> _Task list_
1. Answer from the text on cross-border deals in Germany:
(a) What percentage of German respondents call for more stringent screening this year, and what was the figure last year?
(b) Which investors remain under the closest scrutiny?
(c) Which three deal factors do respondents prioritize?
2. Translate this sentence from the text on cross-border deals in Germany into Spanish: "Chinese investors remain under the closest scrutiny, with stable attention on Middle East investors and a sharp increase desired in scrutiny of U.S. investors."

======== Provided text ========

The politics of cross-border deals today
Spotlight on Germany

How do political stakeholders view foreign investments in Germany? Which sectors and countries of origin attract the greatest scrutiny? Which aspects spark concern and what factors can make or break a deal? Building on our 2024 edition, we have taken another pulse check to illuminate the German public-political landscape shaping the fate of cross-border transactions.

Executive summary
The high-scrutiny FDI climate persists. 84% of German respondents still call for more stringent screening, marking only a marginal drop from 85% last year.
Chinese investors remain under the closest scrutiny, with stable attention on Middle East investors and a sharp increase desired in scrutiny of U.S. investors. Geopolitical considerations continue to play a key role, with a decisive majority supporting economic policy being guided more closely by security policy principles. Growing calls for closer reviews of US investment likely mirror growing friction in transatlantic economic relations.
Critical deal factors extend beyond formal screening criteria. Respondents again prioritize job retention, security of supply and technology transfer risks — broadly consistent with last year’s findings, when supply security and employment effects also topped the list. This continued focus reflects ongoing debates about Germany’s economic competitiveness, with concerns about industrial decline and economic sovereignty contributing to heightened political sensitivity around cross-border transactions.
Support for tighter controls for critical sectors, but lighter procedures for non-sensitive cases. A majority favors a new German FDI screening legislation with stricter provisions, including additional sector-specific screening categories and explicit consideration of economic resilience and autonomy in review criteria. However, stakeholders simultaneously call for reducing procedural burdens and accelerating review times for less sensitive cases. We expect that new legislation – the timing of which remains to be seen – will reflect this by taking a simplifying approach.

======== Record excerpts ========

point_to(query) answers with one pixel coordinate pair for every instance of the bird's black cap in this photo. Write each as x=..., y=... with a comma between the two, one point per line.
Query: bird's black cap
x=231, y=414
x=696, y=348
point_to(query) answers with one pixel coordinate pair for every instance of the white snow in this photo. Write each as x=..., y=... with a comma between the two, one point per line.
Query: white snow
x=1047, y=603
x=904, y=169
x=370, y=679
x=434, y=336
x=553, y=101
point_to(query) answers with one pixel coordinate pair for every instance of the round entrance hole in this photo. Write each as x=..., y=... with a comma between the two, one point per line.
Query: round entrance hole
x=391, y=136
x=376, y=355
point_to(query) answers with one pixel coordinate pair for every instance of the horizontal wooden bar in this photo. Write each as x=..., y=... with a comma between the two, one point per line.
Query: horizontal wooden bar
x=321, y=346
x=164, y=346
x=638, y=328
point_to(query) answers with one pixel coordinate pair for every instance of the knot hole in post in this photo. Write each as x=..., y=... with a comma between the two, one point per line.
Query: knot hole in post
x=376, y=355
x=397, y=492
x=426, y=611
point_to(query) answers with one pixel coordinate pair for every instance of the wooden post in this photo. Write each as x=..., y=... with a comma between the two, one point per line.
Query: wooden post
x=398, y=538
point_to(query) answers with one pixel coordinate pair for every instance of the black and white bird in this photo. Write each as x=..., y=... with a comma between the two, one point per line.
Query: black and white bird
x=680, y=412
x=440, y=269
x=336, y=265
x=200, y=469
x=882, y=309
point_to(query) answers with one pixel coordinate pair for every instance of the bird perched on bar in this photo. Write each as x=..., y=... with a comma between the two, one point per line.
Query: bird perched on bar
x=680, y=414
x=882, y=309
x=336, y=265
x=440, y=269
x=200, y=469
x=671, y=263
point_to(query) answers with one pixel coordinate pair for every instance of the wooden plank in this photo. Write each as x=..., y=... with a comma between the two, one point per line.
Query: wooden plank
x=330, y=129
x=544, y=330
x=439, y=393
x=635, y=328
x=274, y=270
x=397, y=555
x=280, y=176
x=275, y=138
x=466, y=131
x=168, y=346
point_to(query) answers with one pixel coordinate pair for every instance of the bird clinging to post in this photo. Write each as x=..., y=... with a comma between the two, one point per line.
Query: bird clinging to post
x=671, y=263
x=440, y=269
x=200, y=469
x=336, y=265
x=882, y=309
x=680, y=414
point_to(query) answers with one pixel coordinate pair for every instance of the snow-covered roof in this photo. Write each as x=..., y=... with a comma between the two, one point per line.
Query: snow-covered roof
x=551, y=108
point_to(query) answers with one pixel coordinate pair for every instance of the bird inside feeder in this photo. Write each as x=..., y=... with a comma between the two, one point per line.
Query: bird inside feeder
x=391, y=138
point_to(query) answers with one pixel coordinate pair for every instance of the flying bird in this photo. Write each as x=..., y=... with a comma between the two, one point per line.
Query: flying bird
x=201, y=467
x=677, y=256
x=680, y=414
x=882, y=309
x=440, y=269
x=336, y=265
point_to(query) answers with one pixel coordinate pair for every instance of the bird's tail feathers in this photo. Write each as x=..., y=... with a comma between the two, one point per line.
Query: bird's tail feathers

========

> _Outputs for the tasks_
1.
(a) 84% this year, down from 85% last year.
(b) Chinese investors.
(c) Job retention, security of supply, and technology transfer risks.

2. Los inversores chinos siguen bajo el escrutinio más estricto, con una atención estable hacia los inversores de Oriente Medio y un fuerte aumento deseado en el escrutinio de los inversores estadounidenses.